> **Work to do**: In the Zillow data text, rewrite the paragraph that begins "For land square feet, the goal" as a short bulleted list that keeps its main facts.

═════ Text ═════

In [235]:
import acquire_zillow
import prepare_zillow

import pandas as pd
import numpy as np
import seaborn as sns

In [236]:
df = acquire_zillow.read_zillow_csv()

In [237]:
df = prepare_zillow.data_prep(df, cols_to_remove=['airconditioningtypeid', 'architecturalstyletypeid', 'buildingclasstypeid',
                              'buildingqualitytypeid', 'propertylandusetypeid', 'typeconstructiontypeid', 
                              'storytypeid', 'heatingorsystemtypeid'])

In [238]:
unit_one = df[(df['unitcnt'] >= 2) & (df['bedroomcnt'] >= 1) & (df['calculatedfinishedsquarefeet'] >= 500)].index    
df.drop(unit_one, inplace=True)

In [239]:
df = df[df.propertylandusedesc != 'Duplex (2 Units, Any Combination)']
df = df[df.propertylandusedesc != 'Quadruplex (4 Units, Any Combination)']
df = df[df.propertylandusedesc != 'Triplex (3 Units, Any Combination)']
df = df[df.propertylandusedesc != 'Condominium']

#### Handle Missing Values

1. Write or use a previously written function to return the total missing values and the percent missing values by column.

In [240]:
def null_percent_col(df):
    return df.isnull().sum() / df.shape[0] * 100.00

2. Write or use a previously written function to return the total missing values and the percent missing values by row.

In [241]:
def null_percent_row(df):
    return df.isnull().sum() / df.shape[1] * 100.00

3. Write a function that will take a dataframe and list of column names as input and return the dataframe with the null values in those columns replace by 0.

In [242]:
def replace_with_zero(df, column_name):
    return df.fillna(0)

4. Impute the values in land square feet.

For land square feet, the goal is to impute the missing values by creating a linear model where landtaxvaluedollarcnt is the x variable and the output/y-variable is the estimated land square feet. We'll then use this model to make predictions and fill in the missing values.

Write a function that accepts the zillow data frame and returns the data frame with the missing values filled in.

In [243]:
def replace_null_data(df, column_name, numerical = True):
    if numerical == True:
        df[column_name] = df[column_name].fillna(df[column_name].mean())
    else:
        df[column_name] = df[column_name].fillna(df[column_name].mode()[0])
    
    return df

df = replace_null_data(df,'landtaxvaluedollarcnt')
df = replace_null_data(df,'yearbuilt')

5. Create a function that fills missing values with 0s. Explore the data and decide which columns it makes sense to apply this transformation to.

In [244]:
def replace_with_zero(df, column_name):
    return df.fillna(0)

df = replace_with_zero(df,'fullbathcnt')
df = replace_null_data(df,'calculatedbathnbr')
df = replace_null_data(df,'unitcnt')

═════ Stored records ═════

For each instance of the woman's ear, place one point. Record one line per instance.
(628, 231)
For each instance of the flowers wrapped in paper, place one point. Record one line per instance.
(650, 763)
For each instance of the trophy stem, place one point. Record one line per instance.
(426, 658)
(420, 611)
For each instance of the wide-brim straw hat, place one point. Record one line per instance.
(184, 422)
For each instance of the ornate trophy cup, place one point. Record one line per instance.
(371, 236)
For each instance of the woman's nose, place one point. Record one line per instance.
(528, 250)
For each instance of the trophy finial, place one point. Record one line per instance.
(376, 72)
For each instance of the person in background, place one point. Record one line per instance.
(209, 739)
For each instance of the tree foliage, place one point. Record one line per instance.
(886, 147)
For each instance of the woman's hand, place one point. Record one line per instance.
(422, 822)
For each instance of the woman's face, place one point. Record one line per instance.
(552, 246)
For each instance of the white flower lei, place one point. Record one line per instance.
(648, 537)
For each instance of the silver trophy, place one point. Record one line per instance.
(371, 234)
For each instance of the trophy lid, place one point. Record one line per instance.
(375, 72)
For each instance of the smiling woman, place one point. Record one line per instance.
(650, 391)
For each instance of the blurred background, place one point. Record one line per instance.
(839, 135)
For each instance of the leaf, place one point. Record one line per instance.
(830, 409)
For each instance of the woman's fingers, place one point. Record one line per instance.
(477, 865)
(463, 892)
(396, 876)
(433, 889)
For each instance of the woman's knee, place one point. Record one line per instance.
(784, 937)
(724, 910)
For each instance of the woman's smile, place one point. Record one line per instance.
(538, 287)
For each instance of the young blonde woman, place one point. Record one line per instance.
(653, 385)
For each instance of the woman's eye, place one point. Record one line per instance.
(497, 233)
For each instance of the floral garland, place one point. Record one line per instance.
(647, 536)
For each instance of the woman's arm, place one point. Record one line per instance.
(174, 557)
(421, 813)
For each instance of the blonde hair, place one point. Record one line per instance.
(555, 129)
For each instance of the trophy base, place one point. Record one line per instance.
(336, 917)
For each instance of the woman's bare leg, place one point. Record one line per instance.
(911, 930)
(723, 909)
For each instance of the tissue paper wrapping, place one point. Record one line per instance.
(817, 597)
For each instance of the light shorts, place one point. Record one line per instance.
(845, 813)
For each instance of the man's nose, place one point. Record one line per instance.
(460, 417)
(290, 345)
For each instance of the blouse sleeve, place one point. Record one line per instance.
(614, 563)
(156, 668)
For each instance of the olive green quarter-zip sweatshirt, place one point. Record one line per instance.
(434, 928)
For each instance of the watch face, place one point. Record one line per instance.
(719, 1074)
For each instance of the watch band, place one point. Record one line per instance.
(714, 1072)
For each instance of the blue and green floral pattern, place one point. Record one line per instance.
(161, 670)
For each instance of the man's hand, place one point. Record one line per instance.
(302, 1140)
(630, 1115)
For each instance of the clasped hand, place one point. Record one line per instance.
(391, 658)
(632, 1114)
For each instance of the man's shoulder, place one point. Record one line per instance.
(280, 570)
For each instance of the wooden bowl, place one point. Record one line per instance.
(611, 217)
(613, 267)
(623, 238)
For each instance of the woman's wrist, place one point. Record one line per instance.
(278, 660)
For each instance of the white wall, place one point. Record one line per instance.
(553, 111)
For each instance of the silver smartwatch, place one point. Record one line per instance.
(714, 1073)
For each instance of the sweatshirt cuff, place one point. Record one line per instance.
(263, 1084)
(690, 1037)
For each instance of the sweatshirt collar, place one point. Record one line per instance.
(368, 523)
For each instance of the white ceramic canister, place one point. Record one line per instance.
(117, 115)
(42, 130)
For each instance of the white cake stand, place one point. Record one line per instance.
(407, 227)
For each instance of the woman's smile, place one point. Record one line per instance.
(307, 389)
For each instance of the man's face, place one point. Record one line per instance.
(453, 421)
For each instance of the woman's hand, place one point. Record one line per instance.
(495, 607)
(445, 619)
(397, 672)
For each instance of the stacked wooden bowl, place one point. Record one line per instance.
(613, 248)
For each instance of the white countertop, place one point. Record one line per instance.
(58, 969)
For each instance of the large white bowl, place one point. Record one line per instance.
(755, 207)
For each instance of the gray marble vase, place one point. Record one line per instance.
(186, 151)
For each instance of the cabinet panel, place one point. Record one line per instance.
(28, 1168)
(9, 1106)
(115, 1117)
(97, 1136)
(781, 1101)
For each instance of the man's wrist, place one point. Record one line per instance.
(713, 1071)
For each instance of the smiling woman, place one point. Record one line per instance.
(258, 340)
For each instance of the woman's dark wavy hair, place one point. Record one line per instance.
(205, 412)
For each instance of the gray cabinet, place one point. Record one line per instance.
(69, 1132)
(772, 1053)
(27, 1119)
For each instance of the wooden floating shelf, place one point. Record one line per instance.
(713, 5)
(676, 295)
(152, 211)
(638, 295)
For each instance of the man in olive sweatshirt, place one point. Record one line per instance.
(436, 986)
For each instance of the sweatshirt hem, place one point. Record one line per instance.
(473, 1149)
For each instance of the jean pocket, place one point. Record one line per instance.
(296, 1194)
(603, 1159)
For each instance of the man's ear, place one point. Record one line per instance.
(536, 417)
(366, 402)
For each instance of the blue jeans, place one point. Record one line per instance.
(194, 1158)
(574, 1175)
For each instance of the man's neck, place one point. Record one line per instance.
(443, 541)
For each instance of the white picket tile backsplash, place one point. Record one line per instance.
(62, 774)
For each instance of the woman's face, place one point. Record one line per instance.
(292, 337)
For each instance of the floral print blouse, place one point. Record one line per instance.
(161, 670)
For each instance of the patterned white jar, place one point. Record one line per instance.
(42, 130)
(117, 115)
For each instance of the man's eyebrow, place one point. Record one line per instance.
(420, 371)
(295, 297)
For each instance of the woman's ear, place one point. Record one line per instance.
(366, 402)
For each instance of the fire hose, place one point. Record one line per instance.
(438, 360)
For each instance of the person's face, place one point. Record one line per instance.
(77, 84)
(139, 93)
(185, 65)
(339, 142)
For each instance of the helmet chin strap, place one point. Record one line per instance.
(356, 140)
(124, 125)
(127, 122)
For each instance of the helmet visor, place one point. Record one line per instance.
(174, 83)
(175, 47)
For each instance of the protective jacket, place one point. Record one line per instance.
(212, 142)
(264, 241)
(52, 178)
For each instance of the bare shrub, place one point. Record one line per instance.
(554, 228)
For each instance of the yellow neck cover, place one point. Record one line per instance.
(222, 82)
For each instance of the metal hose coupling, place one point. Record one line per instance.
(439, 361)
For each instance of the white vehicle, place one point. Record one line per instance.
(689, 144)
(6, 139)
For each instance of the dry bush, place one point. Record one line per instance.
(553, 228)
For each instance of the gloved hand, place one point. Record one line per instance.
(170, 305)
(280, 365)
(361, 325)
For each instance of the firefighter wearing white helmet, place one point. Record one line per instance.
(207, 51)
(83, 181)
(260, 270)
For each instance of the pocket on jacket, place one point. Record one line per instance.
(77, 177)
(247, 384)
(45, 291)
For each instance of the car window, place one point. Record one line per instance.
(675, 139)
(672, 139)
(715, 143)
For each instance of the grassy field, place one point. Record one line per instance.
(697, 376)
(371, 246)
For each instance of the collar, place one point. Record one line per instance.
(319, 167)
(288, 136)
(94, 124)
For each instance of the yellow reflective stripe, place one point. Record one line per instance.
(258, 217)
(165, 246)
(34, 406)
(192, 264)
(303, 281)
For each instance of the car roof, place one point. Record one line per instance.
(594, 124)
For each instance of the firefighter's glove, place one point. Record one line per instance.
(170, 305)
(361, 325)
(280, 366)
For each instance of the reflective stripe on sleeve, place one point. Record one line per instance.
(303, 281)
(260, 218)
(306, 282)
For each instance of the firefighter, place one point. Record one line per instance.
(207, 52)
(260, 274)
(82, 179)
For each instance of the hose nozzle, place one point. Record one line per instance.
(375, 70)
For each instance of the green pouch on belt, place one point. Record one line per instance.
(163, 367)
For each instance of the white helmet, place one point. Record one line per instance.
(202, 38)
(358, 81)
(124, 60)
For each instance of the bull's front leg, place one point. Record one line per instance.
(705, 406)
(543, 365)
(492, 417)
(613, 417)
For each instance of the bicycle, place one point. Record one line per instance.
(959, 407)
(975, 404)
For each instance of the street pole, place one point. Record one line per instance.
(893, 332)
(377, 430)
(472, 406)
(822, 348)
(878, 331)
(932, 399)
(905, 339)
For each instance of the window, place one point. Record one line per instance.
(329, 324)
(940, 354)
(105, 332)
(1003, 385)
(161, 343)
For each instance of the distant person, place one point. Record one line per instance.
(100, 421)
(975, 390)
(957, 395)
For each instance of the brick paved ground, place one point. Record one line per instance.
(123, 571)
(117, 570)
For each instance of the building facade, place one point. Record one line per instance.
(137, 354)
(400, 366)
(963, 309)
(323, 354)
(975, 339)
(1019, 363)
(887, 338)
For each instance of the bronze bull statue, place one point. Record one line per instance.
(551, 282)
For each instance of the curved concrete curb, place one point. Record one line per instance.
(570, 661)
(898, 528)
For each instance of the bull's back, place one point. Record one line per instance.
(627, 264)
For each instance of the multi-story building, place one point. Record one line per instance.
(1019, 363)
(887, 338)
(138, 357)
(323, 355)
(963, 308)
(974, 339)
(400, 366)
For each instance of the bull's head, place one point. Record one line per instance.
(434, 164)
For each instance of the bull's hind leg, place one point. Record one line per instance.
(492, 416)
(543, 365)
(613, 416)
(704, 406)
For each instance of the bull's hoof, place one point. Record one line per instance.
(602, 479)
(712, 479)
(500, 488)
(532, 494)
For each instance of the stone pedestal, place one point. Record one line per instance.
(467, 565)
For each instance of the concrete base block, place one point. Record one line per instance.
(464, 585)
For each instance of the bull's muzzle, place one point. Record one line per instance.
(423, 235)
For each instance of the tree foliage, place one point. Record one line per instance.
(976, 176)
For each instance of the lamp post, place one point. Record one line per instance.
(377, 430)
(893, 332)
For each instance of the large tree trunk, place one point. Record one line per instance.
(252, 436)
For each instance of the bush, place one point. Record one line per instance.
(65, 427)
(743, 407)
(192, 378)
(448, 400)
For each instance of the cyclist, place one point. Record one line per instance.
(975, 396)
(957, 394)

═════

> **Task answer**:
- Goal: impute the missing values in land square feet.
- Method: build a linear model with landtaxvaluedollarcnt as the x variable and the estimated land square feet as the output/y-variable.
- Use the model to make predictions and fill in the missing values.